> _PROBLEM TO SOLVE_
Word for word, write the lines below out again, with no pictures.

> _Collected data_
•••

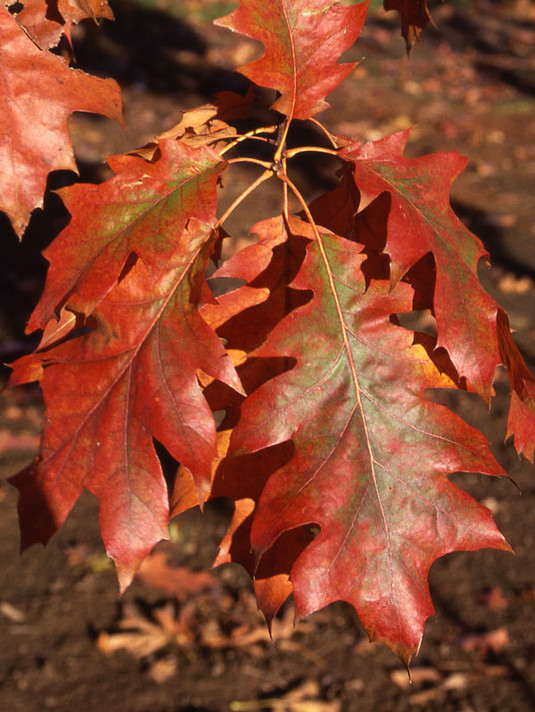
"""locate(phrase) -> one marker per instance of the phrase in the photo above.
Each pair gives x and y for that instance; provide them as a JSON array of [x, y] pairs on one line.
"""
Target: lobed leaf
[[38, 93], [372, 454], [142, 210], [421, 221], [414, 18], [303, 41]]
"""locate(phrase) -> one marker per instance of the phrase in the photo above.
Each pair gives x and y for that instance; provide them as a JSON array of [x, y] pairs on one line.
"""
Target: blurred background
[[187, 639]]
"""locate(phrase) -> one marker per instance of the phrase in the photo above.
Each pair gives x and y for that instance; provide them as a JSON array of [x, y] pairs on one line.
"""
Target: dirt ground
[[184, 638]]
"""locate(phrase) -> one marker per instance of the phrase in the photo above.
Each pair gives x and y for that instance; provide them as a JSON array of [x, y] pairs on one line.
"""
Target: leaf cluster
[[329, 444]]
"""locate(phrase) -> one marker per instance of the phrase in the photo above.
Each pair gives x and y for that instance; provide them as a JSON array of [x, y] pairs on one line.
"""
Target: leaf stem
[[329, 135], [268, 165], [250, 134], [268, 173]]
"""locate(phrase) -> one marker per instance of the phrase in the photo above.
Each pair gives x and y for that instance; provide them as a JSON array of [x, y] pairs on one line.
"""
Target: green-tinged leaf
[[143, 210], [303, 41], [421, 221]]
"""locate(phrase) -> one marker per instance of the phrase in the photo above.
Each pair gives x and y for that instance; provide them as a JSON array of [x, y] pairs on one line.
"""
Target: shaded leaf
[[142, 210], [422, 221], [109, 392], [36, 140], [521, 421]]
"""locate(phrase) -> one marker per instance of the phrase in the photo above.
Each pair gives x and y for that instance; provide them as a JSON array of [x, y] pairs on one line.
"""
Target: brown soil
[[68, 642]]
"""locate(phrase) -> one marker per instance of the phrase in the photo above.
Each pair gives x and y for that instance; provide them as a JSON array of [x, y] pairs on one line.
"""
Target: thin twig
[[268, 173], [251, 134], [268, 165]]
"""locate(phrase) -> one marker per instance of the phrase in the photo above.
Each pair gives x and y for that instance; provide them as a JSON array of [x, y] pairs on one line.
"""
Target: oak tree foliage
[[337, 459]]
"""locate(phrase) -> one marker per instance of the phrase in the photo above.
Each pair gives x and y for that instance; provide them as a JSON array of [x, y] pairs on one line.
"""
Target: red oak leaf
[[142, 210], [34, 124], [372, 454], [303, 40], [414, 18], [111, 391], [421, 221], [521, 421]]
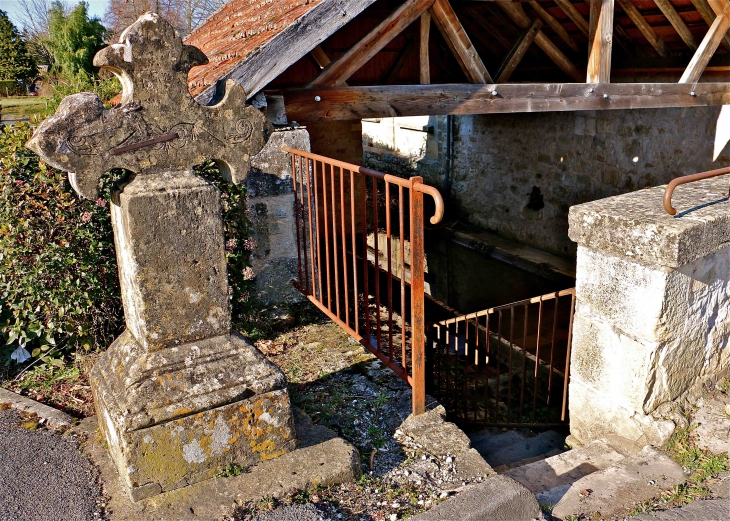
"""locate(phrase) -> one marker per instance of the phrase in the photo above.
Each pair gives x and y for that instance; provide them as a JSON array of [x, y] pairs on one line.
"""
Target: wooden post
[[418, 323], [706, 49], [600, 41], [425, 65]]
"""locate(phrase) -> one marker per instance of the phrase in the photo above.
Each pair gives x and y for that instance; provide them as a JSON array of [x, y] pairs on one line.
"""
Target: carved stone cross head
[[158, 127]]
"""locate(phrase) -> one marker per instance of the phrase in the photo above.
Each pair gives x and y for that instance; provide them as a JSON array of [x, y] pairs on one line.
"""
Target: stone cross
[[178, 395]]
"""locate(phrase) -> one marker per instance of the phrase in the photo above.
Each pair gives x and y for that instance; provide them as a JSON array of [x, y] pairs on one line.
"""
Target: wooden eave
[[370, 62]]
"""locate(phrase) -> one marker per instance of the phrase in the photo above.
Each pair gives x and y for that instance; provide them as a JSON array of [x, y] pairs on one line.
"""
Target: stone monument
[[178, 394]]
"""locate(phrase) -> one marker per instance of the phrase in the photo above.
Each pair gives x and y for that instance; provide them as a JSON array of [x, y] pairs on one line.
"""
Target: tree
[[183, 15], [16, 63], [74, 39]]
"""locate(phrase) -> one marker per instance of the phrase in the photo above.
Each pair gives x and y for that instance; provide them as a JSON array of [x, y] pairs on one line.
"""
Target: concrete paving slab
[[498, 498], [705, 510], [320, 459], [51, 417], [612, 490], [548, 478]]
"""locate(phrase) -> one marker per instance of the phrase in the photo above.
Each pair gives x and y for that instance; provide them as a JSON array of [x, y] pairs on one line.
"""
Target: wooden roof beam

•••

> _SOLVED PROBLEM_
"""locate(phrase) -> one marker per instance of the phrase in the photo above.
Each pair gives x and y for that instance; provide them as a JSON array of [x, y] pairs on one line.
"""
Target: lobed leaf
[[38, 93], [372, 454], [142, 210], [421, 221], [414, 18], [303, 41]]
"""locate(phrase) -> one marker per instance of the phrase in the photo above.
Each pair gives x and y for that instance; provide them as a JSON array of [x, y] pairs on one line.
"""
Target: blurred background
[[187, 639]]
"""locate(phrase) -> one marker per instance of the phrase in the photo above.
Each pair gives x and y for that instance; provide them as a JSON array of [x, y] pairs on one line.
"""
Target: dirt ground
[[184, 638]]
"""locate(phrase) -> one marker per instance of the phrase in the photo above.
Each pair gives x and y for that instance; provide them as a JSON array of [x, y] pairs on one line.
"""
Target: leaf cluster
[[329, 444]]
"""locate(phrase) -> one marker per instance of the phrase in the photo above.
Each pair gives x and y for that instance; provide them as a JSON array of [x, y] pairs on one line.
"""
Target: leaf stem
[[329, 135], [268, 165], [250, 134], [268, 173]]
"""locate(phrase) -> one marker per instance of the phrase in the photo above.
Each pair gives x and y for that instance; provide them as a JSON array of [x, y] pairs on one line.
"""
Target: green-tinged leaf
[[143, 210], [303, 41], [421, 221]]
"""locate(phrase) -> one marker per instance of the phrase in the photo above.
Each pair gives x and y for that instance; provide them as a JSON array of [x, y] pairs on one line.
"""
Target: shaded leaf
[[142, 210], [422, 221], [109, 392], [36, 140], [521, 421]]
"""locate(phrase) -> one marker per instance of the phrase in the photo above.
Each pair gives x and y for that instance; provide them as a JSON array of [x, y] pairs on one line.
"""
Target: brown soil
[[68, 642]]
"""locate(phrase) -> one marker per instance of the phrase in the photo above.
Each pair gives x and y for that instance; provide them as a JSON array of [x, y] pairs on one line.
"""
Target: thin twig
[[268, 173], [251, 134], [268, 165]]
"""locate(phrase) -> one marker per instance of the phrase in the photo above.
Each pair gives x and y for that instance; provide them as a JSON array of [x, y] pairs on one line.
"""
Target: oak tree foliage
[[337, 459]]
"""locate(phrase) -> one marker per instance of the phrase in the photo above.
Each pair gives x and y for that instance; provide them as a JSON array of [x, y] pairs on one line.
"""
Target: red oak leaf
[[142, 210], [34, 124], [372, 454], [303, 40], [414, 18], [111, 391], [421, 221], [521, 421]]
"""locate(phrase) -> one marker per instance of the phrase in the photo above.
Each pair gives x and y for that instance; provide them as a JSON array of [x, y] pairs on one line.
"""
Target: wooden post
[[418, 323], [706, 49], [600, 41], [425, 65]]
"""locate(phrase) -> one marker per instance of the phrase in the photo above.
Each pair gives x and y for that instance; provide them as a JSON array of [x, y] pairs on one line.
"""
Target: carved stone cross head
[[158, 127]]
"""locate(phrase) -> one marker per instance of the phrase in the photo above.
Each pair gives x and y for that instance; provide them as a JSON array of [x, y] pairs on one line.
"""
Target: stone cross
[[178, 395]]
"""locate(phrase) -> one marker per instance of the phrase in the photo above.
Each pair gives x and y for that instance; provide them as a JSON array of [x, y] pairs on one line.
"""
Target: wooden eave
[[370, 62]]
"""locate(phrase) -> one marker per instance of the phrase in the photo above.
Each pair gives x and y for that instance; provide them as a JSON array of [x, y] pairs on one line.
"""
Target: stone monument
[[178, 394]]
"""locate(phrase) -> one marker per instance of the phrase in the photo above.
Each pair gives x and y for that instance; provide them as a JSON array of [x, y] pairs on one line.
"""
Target: tree
[[183, 15], [16, 63], [74, 39]]
"""locate(phrase) -> one marker per instance of the phrase in the photo above.
Each pair gives x and y for that instance; provide them as a JSON array of [x, y] pairs on one line.
"""
Target: concrete paving slab
[[498, 498], [705, 510], [320, 459], [51, 417], [612, 490], [548, 478]]
"""locate(phrase) -> one marker per instance of the phrase in the photo above.
Each pair gives x and y for that instance; provide them as a JSON array of [x, y] pairs on one line.
"""
Target: wooden roof beam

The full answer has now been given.